:: REQUIRED ACTION ::
Only the lines from the start of the data to the line containing "Thank you for the photograph. Please indicate the ferris", both included, should be output, exactly and without pictures.

+ + + + + + +

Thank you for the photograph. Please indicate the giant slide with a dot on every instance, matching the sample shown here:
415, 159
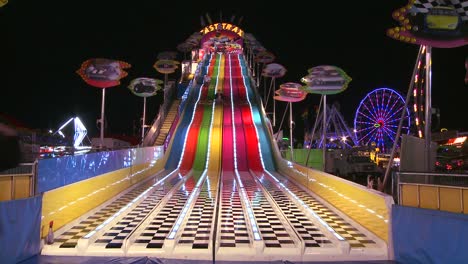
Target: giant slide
221, 195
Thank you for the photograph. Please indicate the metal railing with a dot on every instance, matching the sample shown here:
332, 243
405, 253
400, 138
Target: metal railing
438, 187
23, 170
153, 132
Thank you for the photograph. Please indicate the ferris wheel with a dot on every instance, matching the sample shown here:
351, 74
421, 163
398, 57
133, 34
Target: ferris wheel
377, 118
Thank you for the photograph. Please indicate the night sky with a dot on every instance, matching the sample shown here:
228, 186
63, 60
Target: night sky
43, 43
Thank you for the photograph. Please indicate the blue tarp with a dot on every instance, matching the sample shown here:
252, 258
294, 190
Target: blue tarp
58, 172
20, 222
429, 236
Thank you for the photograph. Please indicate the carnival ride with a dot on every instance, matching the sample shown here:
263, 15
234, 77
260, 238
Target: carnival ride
224, 191
377, 117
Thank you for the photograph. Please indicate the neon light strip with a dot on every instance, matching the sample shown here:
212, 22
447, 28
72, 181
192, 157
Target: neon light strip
243, 193
186, 207
307, 208
195, 190
108, 220
191, 121
301, 202
251, 111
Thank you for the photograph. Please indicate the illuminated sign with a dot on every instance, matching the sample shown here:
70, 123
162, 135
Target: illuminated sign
222, 26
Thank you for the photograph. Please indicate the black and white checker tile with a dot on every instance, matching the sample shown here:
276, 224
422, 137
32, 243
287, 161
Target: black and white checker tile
158, 229
115, 236
311, 234
69, 239
198, 228
355, 238
272, 230
233, 228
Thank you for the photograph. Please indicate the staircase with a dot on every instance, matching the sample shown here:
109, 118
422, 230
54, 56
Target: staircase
166, 126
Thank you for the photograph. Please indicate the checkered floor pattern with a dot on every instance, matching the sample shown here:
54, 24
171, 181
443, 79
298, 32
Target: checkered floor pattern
310, 233
273, 231
69, 239
460, 6
156, 232
355, 238
115, 236
233, 226
198, 228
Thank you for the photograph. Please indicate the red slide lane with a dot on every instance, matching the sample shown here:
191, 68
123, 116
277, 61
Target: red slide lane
191, 142
228, 145
243, 109
194, 130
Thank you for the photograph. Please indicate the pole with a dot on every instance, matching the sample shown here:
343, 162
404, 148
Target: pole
101, 144
324, 131
313, 132
428, 110
143, 121
290, 131
400, 124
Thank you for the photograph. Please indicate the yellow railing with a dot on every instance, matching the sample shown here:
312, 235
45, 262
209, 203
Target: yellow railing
369, 208
18, 183
445, 192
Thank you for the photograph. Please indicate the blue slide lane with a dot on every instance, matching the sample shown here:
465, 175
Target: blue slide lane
265, 147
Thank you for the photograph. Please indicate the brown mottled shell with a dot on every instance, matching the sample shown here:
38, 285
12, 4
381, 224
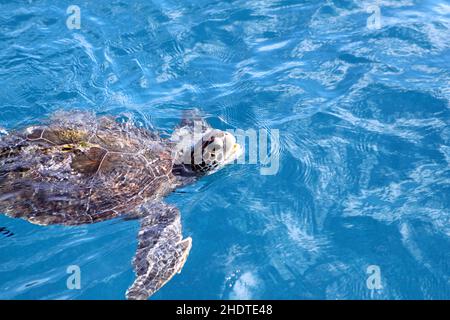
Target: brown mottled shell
81, 169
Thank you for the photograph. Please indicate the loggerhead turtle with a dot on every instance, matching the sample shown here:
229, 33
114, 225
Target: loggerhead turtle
79, 168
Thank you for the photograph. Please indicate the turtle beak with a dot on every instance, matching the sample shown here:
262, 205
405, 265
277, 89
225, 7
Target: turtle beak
235, 151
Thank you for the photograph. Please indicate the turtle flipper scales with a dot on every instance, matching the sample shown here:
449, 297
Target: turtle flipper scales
161, 251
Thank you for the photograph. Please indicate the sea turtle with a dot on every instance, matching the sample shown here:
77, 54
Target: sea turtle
79, 168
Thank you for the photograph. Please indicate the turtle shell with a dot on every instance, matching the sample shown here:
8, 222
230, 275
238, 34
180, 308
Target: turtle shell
81, 169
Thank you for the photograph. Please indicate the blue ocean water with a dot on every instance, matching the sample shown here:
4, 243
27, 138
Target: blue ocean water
363, 114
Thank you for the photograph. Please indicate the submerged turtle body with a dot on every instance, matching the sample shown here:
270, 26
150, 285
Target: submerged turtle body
80, 169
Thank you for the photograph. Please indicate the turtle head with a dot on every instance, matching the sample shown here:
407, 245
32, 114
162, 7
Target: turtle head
210, 153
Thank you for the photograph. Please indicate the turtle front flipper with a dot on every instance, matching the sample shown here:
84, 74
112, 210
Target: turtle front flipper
161, 251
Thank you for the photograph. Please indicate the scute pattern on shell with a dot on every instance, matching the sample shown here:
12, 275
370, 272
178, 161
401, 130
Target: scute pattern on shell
81, 169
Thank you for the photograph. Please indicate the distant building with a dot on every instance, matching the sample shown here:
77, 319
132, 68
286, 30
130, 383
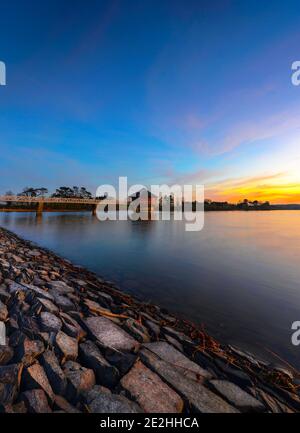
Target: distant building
148, 201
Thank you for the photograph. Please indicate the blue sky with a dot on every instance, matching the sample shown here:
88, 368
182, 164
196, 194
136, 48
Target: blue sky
159, 91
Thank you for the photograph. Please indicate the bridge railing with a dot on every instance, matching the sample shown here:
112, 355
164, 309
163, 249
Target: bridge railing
25, 199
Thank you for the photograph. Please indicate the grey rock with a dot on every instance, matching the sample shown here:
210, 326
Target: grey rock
36, 401
67, 346
80, 379
41, 293
199, 397
60, 287
6, 354
91, 357
50, 322
15, 287
54, 372
3, 311
63, 405
156, 395
9, 383
34, 377
48, 305
236, 396
110, 335
104, 402
171, 355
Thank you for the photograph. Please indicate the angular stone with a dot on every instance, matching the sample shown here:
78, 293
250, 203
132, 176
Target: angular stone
72, 327
104, 402
137, 330
235, 375
48, 305
36, 401
237, 397
63, 405
3, 311
199, 397
6, 354
3, 331
171, 355
14, 408
63, 302
15, 287
50, 322
80, 379
41, 293
29, 350
152, 394
60, 286
9, 382
110, 335
91, 357
153, 327
67, 346
34, 377
4, 295
123, 361
54, 372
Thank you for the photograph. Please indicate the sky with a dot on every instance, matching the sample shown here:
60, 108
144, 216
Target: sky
161, 91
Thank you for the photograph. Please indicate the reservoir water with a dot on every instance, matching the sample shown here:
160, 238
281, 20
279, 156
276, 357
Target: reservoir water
239, 276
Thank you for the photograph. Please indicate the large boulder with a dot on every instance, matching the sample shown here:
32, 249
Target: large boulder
197, 395
36, 401
110, 335
236, 396
152, 394
9, 382
49, 322
80, 379
34, 377
67, 346
54, 372
104, 402
91, 357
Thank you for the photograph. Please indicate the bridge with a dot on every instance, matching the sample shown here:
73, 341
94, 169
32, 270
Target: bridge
42, 200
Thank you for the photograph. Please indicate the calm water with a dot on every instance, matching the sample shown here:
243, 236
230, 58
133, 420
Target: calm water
240, 276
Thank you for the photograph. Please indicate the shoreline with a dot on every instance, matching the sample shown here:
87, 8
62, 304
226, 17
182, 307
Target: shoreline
77, 343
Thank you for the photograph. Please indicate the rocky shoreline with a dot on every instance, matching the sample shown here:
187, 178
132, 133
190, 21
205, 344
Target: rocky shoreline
75, 343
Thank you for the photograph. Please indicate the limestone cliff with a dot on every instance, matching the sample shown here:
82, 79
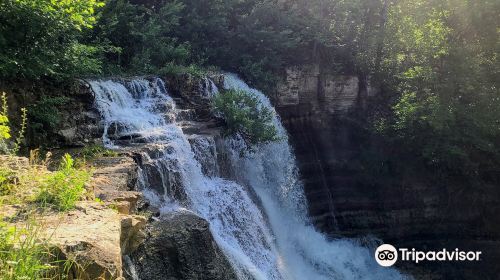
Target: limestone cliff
319, 110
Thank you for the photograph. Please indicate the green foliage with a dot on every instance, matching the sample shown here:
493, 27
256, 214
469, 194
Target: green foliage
40, 38
7, 177
22, 255
63, 188
44, 114
441, 62
245, 115
7, 145
141, 38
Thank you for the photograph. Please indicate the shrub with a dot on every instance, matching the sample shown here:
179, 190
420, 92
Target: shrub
245, 115
63, 188
22, 256
7, 145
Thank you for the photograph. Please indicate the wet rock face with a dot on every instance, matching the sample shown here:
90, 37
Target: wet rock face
413, 212
181, 247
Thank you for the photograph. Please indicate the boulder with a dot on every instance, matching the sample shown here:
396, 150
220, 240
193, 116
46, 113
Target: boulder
180, 246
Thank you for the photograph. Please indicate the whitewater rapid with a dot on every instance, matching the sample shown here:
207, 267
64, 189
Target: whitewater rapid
257, 213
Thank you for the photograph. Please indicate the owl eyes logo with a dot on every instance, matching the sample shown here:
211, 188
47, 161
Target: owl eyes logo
386, 255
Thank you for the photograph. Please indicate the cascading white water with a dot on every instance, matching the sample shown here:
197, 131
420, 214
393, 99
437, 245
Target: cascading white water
271, 241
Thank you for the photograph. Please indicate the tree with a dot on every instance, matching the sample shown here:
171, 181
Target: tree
245, 115
39, 38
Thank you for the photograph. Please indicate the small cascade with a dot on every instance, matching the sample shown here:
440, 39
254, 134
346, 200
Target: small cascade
257, 211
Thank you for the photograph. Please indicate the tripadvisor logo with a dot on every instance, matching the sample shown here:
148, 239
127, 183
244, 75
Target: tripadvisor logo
387, 255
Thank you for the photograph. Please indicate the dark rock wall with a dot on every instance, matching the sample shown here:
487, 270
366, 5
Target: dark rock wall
318, 110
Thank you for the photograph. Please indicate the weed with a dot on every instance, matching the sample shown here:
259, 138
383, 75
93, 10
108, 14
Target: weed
63, 188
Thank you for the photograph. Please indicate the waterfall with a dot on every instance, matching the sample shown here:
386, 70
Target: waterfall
257, 213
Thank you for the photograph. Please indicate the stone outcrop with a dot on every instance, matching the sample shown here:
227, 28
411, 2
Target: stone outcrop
181, 247
314, 91
319, 111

+ + + + + + +

:: OUTPUT BELOW ::
Thank you for the photograph. Please indicate the giant slide with a dot on every instance, matching the sample shown here:
415, 159
Target: giant slide
221, 195
Thank you for the photograph. Please indicate the metal railing with a dot on every instance, matching the sample shown here:
332, 243
405, 253
400, 138
Target: metal railing
438, 187
23, 170
153, 132
Thank you for the photograph. Please indicate the ferris wheel with a dot on every instance, matching the sample shown here:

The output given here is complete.